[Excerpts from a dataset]
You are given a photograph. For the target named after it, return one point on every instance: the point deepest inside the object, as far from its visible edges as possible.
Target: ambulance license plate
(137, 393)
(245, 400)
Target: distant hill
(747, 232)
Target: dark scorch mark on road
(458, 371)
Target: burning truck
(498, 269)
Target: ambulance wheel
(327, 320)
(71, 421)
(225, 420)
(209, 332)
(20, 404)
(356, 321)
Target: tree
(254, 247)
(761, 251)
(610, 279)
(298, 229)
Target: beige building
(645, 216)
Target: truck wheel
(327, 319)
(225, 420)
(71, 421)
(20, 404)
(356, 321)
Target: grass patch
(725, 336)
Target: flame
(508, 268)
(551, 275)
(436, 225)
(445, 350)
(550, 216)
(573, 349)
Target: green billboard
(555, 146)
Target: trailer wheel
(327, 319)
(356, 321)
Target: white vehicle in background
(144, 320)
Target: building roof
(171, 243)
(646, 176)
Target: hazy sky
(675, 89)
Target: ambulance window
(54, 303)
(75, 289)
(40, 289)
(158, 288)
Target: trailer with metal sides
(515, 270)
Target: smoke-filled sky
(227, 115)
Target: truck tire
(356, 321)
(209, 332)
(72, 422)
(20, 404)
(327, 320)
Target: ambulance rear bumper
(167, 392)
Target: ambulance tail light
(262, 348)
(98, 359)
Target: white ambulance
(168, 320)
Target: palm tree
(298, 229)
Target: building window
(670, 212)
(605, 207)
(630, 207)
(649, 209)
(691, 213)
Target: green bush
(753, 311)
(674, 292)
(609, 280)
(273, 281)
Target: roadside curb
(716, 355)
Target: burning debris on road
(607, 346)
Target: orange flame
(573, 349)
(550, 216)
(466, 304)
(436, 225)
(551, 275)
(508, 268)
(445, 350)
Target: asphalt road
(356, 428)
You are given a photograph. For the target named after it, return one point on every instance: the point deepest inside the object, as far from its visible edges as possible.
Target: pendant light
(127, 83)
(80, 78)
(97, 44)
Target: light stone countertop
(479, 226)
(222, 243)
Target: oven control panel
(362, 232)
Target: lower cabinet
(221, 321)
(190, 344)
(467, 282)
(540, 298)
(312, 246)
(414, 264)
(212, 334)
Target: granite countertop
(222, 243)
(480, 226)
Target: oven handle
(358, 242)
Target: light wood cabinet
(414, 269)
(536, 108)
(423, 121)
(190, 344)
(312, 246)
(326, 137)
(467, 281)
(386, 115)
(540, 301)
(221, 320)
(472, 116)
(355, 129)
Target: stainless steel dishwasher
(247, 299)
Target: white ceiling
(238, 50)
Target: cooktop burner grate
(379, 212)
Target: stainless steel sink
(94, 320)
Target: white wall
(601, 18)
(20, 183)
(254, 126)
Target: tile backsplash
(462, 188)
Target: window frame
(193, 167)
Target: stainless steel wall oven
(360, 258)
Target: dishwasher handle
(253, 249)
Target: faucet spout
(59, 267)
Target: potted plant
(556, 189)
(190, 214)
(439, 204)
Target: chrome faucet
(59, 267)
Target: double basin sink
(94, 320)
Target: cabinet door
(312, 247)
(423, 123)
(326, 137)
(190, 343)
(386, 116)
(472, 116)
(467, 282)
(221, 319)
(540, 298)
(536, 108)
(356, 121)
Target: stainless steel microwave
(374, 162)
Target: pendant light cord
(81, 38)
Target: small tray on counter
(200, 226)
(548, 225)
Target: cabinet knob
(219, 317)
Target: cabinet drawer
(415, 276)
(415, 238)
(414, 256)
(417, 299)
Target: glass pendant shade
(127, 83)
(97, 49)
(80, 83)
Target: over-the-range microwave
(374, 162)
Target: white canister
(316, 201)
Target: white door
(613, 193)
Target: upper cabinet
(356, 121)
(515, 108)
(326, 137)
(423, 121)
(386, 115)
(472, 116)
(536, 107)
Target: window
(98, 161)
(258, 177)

- **WHAT THE TASK REQUIRES**
The full set of records is to be written out once more, word for word.

- **OUTPUT BELOW**
You are given a photograph. For the target named after it, return one point on every instance: the point deepest inside the object, as far from its visible edges as possible.
Target: ambulance license plate
(137, 393)
(245, 400)
Target: distant hill
(747, 232)
Target: dark scorch mark on road
(458, 371)
Target: burning truck
(498, 269)
Target: ambulance wheel
(327, 320)
(71, 421)
(225, 420)
(209, 332)
(20, 404)
(356, 321)
Target: tree
(254, 247)
(761, 251)
(610, 279)
(298, 229)
Target: beige building
(645, 216)
Target: truck wheel
(327, 319)
(225, 420)
(71, 421)
(20, 404)
(356, 321)
Target: grass patch
(725, 336)
Target: flame
(508, 268)
(551, 275)
(436, 225)
(445, 350)
(550, 216)
(573, 349)
Target: green billboard
(555, 146)
Target: trailer wheel
(327, 319)
(356, 321)
Target: white vehicle in background
(144, 320)
Target: building roof
(171, 243)
(646, 176)
Target: hazy sky
(675, 89)
Target: ambulance window
(54, 303)
(75, 289)
(40, 289)
(158, 288)
Target: trailer with metal sides
(515, 270)
Target: smoke-filled sky
(227, 115)
Target: truck tire
(356, 321)
(209, 332)
(72, 422)
(20, 404)
(327, 320)
Target: ambulance rear bumper
(167, 392)
Target: ambulance tail light
(262, 348)
(98, 359)
Target: white ambulance
(168, 320)
Target: palm tree
(298, 229)
Target: building window
(670, 212)
(605, 207)
(630, 207)
(649, 209)
(691, 213)
Target: green bush
(753, 311)
(674, 292)
(609, 280)
(273, 281)
Target: roadside curb
(716, 355)
Target: burning debris on road
(607, 346)
Target: orange flame
(573, 349)
(550, 216)
(466, 304)
(436, 225)
(551, 275)
(508, 268)
(445, 350)
Target: asphalt road
(356, 428)
You are given a photograph. For the target named after it, return one point on every instance: the point deepest inside the object, as far from its visible edges as possible.
Target: pendant light
(127, 83)
(80, 78)
(97, 44)
Target: light stone countertop
(479, 226)
(222, 243)
Target: oven control panel
(362, 232)
Target: lower cabinet
(221, 321)
(190, 344)
(467, 282)
(540, 298)
(312, 246)
(414, 264)
(212, 334)
Target: granite countertop
(222, 243)
(480, 226)
Target: oven handle
(358, 242)
Target: light wood cabinet
(414, 269)
(536, 108)
(423, 121)
(190, 344)
(312, 246)
(326, 137)
(467, 281)
(386, 115)
(540, 301)
(221, 320)
(472, 116)
(355, 129)
Target: stainless steel dishwasher
(247, 299)
Target: white ceiling
(238, 50)
Target: cooktop burner grate
(379, 212)
Target: stainless steel sink
(94, 320)
Target: white wall
(601, 18)
(20, 183)
(254, 126)
Target: tile backsplash
(462, 188)
Target: window frame
(193, 167)
Target: stainless steel wall oven
(360, 258)
Target: dishwasher handle
(253, 249)
Target: faucet spout
(59, 267)
Target: potted plant
(556, 189)
(190, 214)
(439, 204)
Target: chrome faucet
(59, 267)
Target: double basin sink
(94, 320)
Target: cabinet door
(312, 247)
(423, 123)
(326, 137)
(190, 343)
(386, 116)
(472, 116)
(467, 282)
(221, 319)
(540, 298)
(536, 108)
(356, 121)
Target: stainless steel microwave
(374, 162)
Target: pendant light cord
(81, 38)
Target: small tray on counter
(200, 226)
(548, 225)
Target: cabinet knob
(219, 317)
Target: cabinet drawer
(415, 276)
(415, 238)
(414, 256)
(417, 299)
Target: glass pendant shade
(127, 83)
(97, 49)
(80, 83)
Target: over-the-range microwave
(374, 162)
Target: white canister
(316, 201)
Target: white door
(613, 193)
Target: upper cabinet
(356, 121)
(515, 108)
(326, 137)
(423, 121)
(386, 115)
(472, 116)
(536, 107)
Target: window
(98, 161)
(258, 177)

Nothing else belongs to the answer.